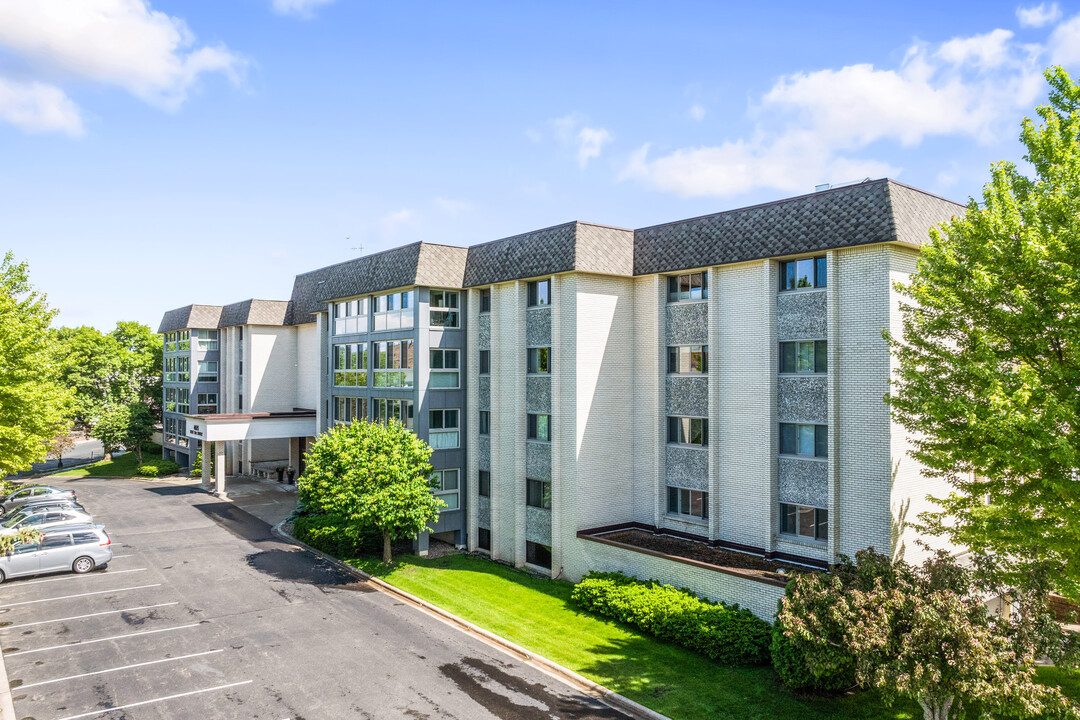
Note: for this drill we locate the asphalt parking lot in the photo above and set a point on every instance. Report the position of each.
(203, 613)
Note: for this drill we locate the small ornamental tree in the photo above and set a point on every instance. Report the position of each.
(372, 475)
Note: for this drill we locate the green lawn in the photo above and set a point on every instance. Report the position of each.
(125, 465)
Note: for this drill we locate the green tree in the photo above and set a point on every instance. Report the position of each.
(34, 405)
(372, 475)
(988, 377)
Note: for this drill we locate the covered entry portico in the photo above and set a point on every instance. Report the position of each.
(246, 426)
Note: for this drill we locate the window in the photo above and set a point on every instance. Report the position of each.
(691, 286)
(349, 409)
(444, 368)
(538, 555)
(350, 365)
(393, 311)
(539, 293)
(804, 357)
(688, 431)
(682, 501)
(207, 371)
(446, 488)
(539, 428)
(443, 429)
(811, 440)
(688, 360)
(799, 274)
(383, 410)
(443, 309)
(350, 316)
(805, 521)
(538, 493)
(393, 364)
(538, 360)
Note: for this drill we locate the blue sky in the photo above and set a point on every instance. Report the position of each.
(159, 153)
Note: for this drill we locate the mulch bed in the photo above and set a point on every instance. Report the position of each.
(718, 556)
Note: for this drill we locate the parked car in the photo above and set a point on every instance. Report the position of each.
(43, 518)
(32, 492)
(75, 547)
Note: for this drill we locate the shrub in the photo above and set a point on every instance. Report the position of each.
(335, 535)
(719, 632)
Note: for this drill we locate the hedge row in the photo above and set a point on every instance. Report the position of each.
(723, 633)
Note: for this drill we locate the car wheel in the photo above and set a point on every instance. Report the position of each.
(83, 565)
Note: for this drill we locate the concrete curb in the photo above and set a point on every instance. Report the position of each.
(566, 675)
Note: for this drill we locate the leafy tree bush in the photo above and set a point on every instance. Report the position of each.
(719, 632)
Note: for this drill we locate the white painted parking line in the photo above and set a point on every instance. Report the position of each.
(125, 667)
(81, 595)
(96, 574)
(89, 642)
(156, 700)
(93, 614)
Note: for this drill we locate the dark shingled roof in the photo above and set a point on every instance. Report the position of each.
(876, 212)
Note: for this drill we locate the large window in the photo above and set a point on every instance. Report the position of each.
(810, 522)
(690, 286)
(683, 501)
(804, 439)
(538, 493)
(539, 426)
(447, 488)
(688, 360)
(538, 360)
(350, 365)
(393, 364)
(800, 274)
(688, 431)
(350, 316)
(539, 293)
(443, 429)
(443, 309)
(394, 311)
(349, 409)
(383, 409)
(444, 368)
(805, 356)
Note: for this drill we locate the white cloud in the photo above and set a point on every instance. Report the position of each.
(36, 107)
(1039, 15)
(123, 43)
(304, 9)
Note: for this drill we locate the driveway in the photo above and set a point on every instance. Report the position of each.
(203, 613)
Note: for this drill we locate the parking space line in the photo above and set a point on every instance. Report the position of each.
(56, 580)
(88, 642)
(81, 595)
(125, 667)
(93, 614)
(157, 700)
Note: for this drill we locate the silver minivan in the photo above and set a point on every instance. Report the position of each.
(76, 548)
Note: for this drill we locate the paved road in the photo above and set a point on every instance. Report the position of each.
(204, 614)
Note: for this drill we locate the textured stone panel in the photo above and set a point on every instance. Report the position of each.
(538, 327)
(804, 481)
(687, 323)
(688, 396)
(538, 461)
(802, 399)
(538, 394)
(801, 315)
(538, 526)
(688, 467)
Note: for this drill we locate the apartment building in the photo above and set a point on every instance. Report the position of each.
(718, 379)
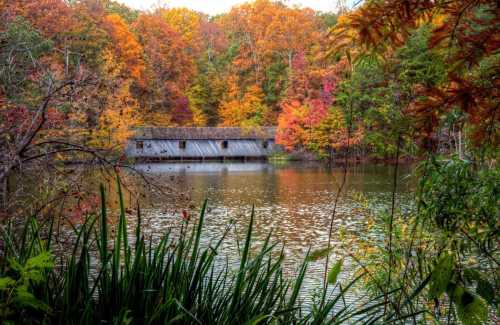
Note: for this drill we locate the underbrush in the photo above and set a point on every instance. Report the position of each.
(103, 278)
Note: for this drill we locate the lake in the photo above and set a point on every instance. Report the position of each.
(293, 200)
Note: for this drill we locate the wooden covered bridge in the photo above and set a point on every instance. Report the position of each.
(202, 143)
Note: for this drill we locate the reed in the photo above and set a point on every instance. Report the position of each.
(111, 281)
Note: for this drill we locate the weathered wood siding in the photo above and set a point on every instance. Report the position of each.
(201, 148)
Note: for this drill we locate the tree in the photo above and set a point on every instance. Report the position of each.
(467, 31)
(248, 110)
(126, 47)
(168, 66)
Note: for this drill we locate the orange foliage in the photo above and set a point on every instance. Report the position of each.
(164, 50)
(126, 46)
(467, 30)
(243, 111)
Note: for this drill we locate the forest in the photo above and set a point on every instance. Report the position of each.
(391, 81)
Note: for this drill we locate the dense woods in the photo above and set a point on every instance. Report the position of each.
(387, 80)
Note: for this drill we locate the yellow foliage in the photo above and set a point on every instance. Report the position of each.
(126, 47)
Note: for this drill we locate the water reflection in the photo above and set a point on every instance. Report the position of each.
(294, 201)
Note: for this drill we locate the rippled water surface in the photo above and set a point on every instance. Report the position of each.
(295, 201)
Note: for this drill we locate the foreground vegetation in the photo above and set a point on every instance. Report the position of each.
(437, 261)
(173, 281)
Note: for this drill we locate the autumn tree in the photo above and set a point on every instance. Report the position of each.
(466, 32)
(247, 110)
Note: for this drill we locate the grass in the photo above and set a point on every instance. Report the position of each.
(104, 280)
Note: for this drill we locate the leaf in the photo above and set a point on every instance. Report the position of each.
(26, 299)
(485, 290)
(319, 254)
(258, 319)
(334, 272)
(42, 261)
(33, 270)
(441, 276)
(471, 309)
(6, 282)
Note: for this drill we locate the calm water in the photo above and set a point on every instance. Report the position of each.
(294, 201)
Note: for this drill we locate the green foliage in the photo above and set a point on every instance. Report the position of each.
(18, 285)
(21, 46)
(334, 272)
(174, 280)
(441, 276)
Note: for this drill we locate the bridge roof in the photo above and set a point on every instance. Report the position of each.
(204, 133)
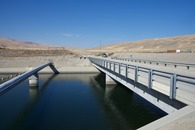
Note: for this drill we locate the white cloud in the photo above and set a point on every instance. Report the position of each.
(70, 35)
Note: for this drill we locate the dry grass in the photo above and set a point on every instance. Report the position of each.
(184, 43)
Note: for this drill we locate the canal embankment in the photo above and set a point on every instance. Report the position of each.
(64, 64)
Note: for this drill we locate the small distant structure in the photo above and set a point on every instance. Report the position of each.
(174, 51)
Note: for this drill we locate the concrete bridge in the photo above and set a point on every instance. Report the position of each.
(31, 74)
(172, 92)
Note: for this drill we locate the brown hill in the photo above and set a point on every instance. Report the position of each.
(14, 48)
(183, 43)
(14, 44)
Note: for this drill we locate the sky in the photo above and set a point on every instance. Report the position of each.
(91, 23)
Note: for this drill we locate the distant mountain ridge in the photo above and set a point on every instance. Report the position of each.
(184, 43)
(15, 44)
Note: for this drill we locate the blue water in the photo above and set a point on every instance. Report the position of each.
(74, 102)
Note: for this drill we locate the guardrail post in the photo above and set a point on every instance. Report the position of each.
(119, 68)
(136, 73)
(126, 74)
(114, 66)
(34, 80)
(150, 79)
(173, 81)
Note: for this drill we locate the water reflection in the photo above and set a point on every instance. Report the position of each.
(35, 93)
(75, 101)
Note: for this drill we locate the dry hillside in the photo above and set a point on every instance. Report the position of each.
(183, 43)
(13, 48)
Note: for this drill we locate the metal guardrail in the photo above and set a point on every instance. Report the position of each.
(173, 77)
(175, 64)
(22, 77)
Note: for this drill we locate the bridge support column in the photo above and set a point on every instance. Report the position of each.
(34, 80)
(109, 80)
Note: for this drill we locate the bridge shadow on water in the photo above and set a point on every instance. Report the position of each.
(35, 93)
(78, 99)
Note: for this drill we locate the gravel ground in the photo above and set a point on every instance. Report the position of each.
(170, 57)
━━━━━━━━━━━━━━━━
* Problem *
Could you print the listing above exactly, without the pictures?

* Response for this exercise *
Note: for this drill we locate the asphalt parking lot in the photo above and set a point on every instance. Report the position of each.
(203, 613)
Note: for this drill we locate the small ornamental tree in the photo above and set a point on every instance. Report the position of each.
(372, 475)
Note: for this drill we locate the green lawn in the photo above and set a point on every instance. Report the position of each.
(125, 465)
Note: for this drill we locate the green tree in the photo above and set a point on every instance. Report the position of each.
(34, 405)
(372, 475)
(988, 377)
Note: for this drill we locate the covered entry portico in the photo above and set a point on every instance. Report the position of each.
(246, 426)
Note: for this drill we locate the window in the photo above and set a point on every instance. Report the position of each.
(691, 286)
(349, 409)
(444, 368)
(538, 555)
(350, 365)
(393, 311)
(539, 293)
(804, 357)
(688, 431)
(682, 501)
(207, 371)
(446, 488)
(539, 428)
(443, 429)
(811, 440)
(688, 360)
(799, 274)
(383, 410)
(443, 309)
(350, 316)
(805, 521)
(538, 493)
(393, 364)
(538, 360)
Note: for this drill we locate the blue sky in the photo above and set a point on every instance. Report the position of each.
(159, 153)
Note: for this drill we locate the mulch bed in the photo above and set a point on every instance. Report the position of each.
(718, 556)
Note: for this drill we locate the parked car in the photo above and set a point on every instance. Report the position of each.
(43, 518)
(32, 492)
(75, 547)
Note: for this drill we locate the shrub in the photo above and set a point on every instance. Report the position of each.
(335, 535)
(719, 632)
Note: for this drill we locate the hedge row in the photo above and set a point on every instance. Report the position of each.
(723, 633)
Note: for this drill we locate the car wheel in the photo above and set a point on every instance. Report the position of each.
(83, 565)
Note: for this drill we locate the concrete curb in the photo above and set a point on every instance. Report the position of each.
(566, 675)
Note: for this drill we locate the leafy tree bush in the photo above and set a point on every instance. Report the position of each.
(719, 632)
Note: for this drill we locate the white painted parking line in the photo above and set a point on every instance. Report the position of each.
(125, 667)
(81, 595)
(96, 574)
(89, 642)
(156, 700)
(93, 614)
Note: for this drill we locate the dark shingled roof in the photo above and set a point on every instance. Report the position of each.
(876, 212)
Note: for this drill we locate the large window in the photo above and set a point on every instance. Report the position of each.
(810, 522)
(690, 286)
(683, 501)
(804, 439)
(538, 493)
(539, 426)
(447, 488)
(688, 360)
(538, 360)
(350, 365)
(393, 364)
(800, 274)
(688, 431)
(350, 316)
(539, 293)
(443, 429)
(443, 309)
(394, 311)
(349, 409)
(383, 409)
(444, 368)
(805, 356)
Note: for this drill we locate the white cloud in the photo above and set a point on every instance. Report the position of each.
(36, 107)
(1039, 15)
(123, 43)
(304, 9)
Note: for this drill we locate the driveway in the photo above and set a point on every instance. Report the position of each.
(203, 613)
Note: for this drill we locate the parking space line in the photo above and set a point on every instance. Report the position of each.
(56, 580)
(88, 642)
(81, 595)
(125, 667)
(93, 614)
(157, 700)
Note: for this drill we locate the silver minivan in the photo above and set a point on every instance. Report the position of each.
(76, 548)
Note: for this drill we locate the paved road in the photo above and set a point on every instance. Report the position of each.
(204, 614)
Note: for this drill we locate the textured stone panel in the photo above and set a point on every instance. Report the position of each.
(538, 327)
(804, 481)
(687, 323)
(688, 396)
(538, 461)
(802, 399)
(538, 394)
(801, 315)
(538, 526)
(688, 467)
Note: for this drill we locate the apartment building in the photo above and set a point on every instance. Report the position of each.
(718, 379)
Note: for this drill we locate the underbrush in the photo above and set a point on every instance. Report the position of each.
(103, 278)
Note: for this drill we locate the lake in the photo above and set a point on every instance. Report the position of each.
(293, 200)
Note: for this drill we locate the wooden covered bridge in the photo above and set a point on every instance. Report the position of each.
(202, 143)
Note: for this drill we locate the reed in the photo above and set a point on every instance. Report the position of each.
(111, 281)
Note: for this drill we locate the weathered wood siding in the photo above and set a point on every instance. Report the position of each.
(201, 148)
Note: for this drill we locate the tree in the photo above and set a point on every instance. Report the position of each.
(467, 31)
(248, 110)
(126, 47)
(168, 66)
Note: for this drill we locate the orange foliage in the photo above and set a point on every instance. Report the position of each.
(164, 50)
(126, 46)
(467, 30)
(243, 111)
Note: for this drill we locate the forest in the photo above and set a point on every instance. Report the position of each.
(391, 81)
Note: for this drill we locate the dense woods in the photo above and set a point on every instance. Report the position of each.
(387, 80)
Note: for this drill we locate the yellow foliage in the photo above and set a point on every instance. Report the position of each.
(126, 47)
Note: for this drill we locate the water reflection in the photo above and set a point on every instance. Report the position of each.
(294, 201)
Note: for this drill we locate the rippled water surface in the photo above and set a point on every instance. Report the position of each.
(295, 201)
Note: for this drill we locate the foreground vegetation in the photo above and set a point on every instance. Report the position of each.
(437, 261)
(173, 281)
Note: for this drill we locate the autumn tree in the photo above and set a point on every instance. Report the position of each.
(466, 32)
(247, 110)
Note: for this drill we locate the grass in the photo above and set a point on every instance. Report the position of each.
(104, 280)
Note: for this drill we locate the leaf in the photo above and set a point on every instance. Report the position of each.
(26, 299)
(485, 290)
(319, 254)
(258, 319)
(334, 272)
(42, 261)
(33, 270)
(441, 276)
(471, 309)
(6, 282)
Note: for this drill we locate the calm water in the photo above and set a point on every instance. Report the position of each.
(294, 201)
Note: for this drill we locate the green foliage in the photo above and set a point on every instance. Report the position of each.
(18, 285)
(21, 46)
(334, 272)
(174, 280)
(441, 276)
Note: for this drill we locate the bridge roof in the photo above and set a point on every instance. Report the position of each.
(204, 133)
Note: for this drill we locate the white cloud in the photo above and set a point on every instance. Report the position of each.
(70, 35)
Note: for this drill we locate the dry grass in the photo above and set a point on every instance. Report the position of each.
(184, 43)
Note: for this drill we locate the canal embankment in the photo above and set a point on every instance. Report the position of each.
(64, 64)
Note: for this drill we locate the small distant structure in the photo above and set a point on every instance. Report the position of each.
(174, 51)
Note: for this drill we locate the concrete bridge in the photo above and set a point on every instance. Report the position of each.
(31, 74)
(172, 92)
Note: for this drill we locate the brown hill in the photo above and set a point on every instance. Report the position of each.
(14, 48)
(183, 43)
(14, 44)
Note: for this drill we locate the sky in the photo above and set a point on every instance. Report the position of each.
(91, 23)
Note: for this drill we locate the distant mountain ridge in the photo above and set a point on every instance. Report the position of each.
(184, 43)
(15, 44)
Note: for this drill we locate the blue water in the photo above and set a point on every instance. Report the position of each.
(74, 102)
Note: for this drill we locate the guardrail post in the photo above and set a point on every instance. Report the position of each.
(119, 68)
(136, 73)
(126, 74)
(114, 66)
(34, 80)
(150, 79)
(173, 81)
Note: for this drill we locate the water reflection in the photo above and set a point on every instance. Report the position of each.
(35, 93)
(75, 101)
Note: for this drill we locate the dry hillside in the photo above and set a point on every instance. Report the position of each.
(183, 43)
(13, 48)
Note: for this drill we locate the metal guardrail in the photo above and set a point on every instance. Report the position of each.
(173, 77)
(175, 64)
(22, 77)
Note: for this drill we locate the bridge support column in the photo above and set a point on every instance. Report the position of each.
(34, 80)
(109, 80)
Note: for this drill we locate the bridge shadow on water in the photo above and set a point on every instance. Report the position of each.
(35, 93)
(78, 99)
Note: for this drill we locate the gravel ground in the photo above and set a point on every instance. Report the position of each.
(170, 57)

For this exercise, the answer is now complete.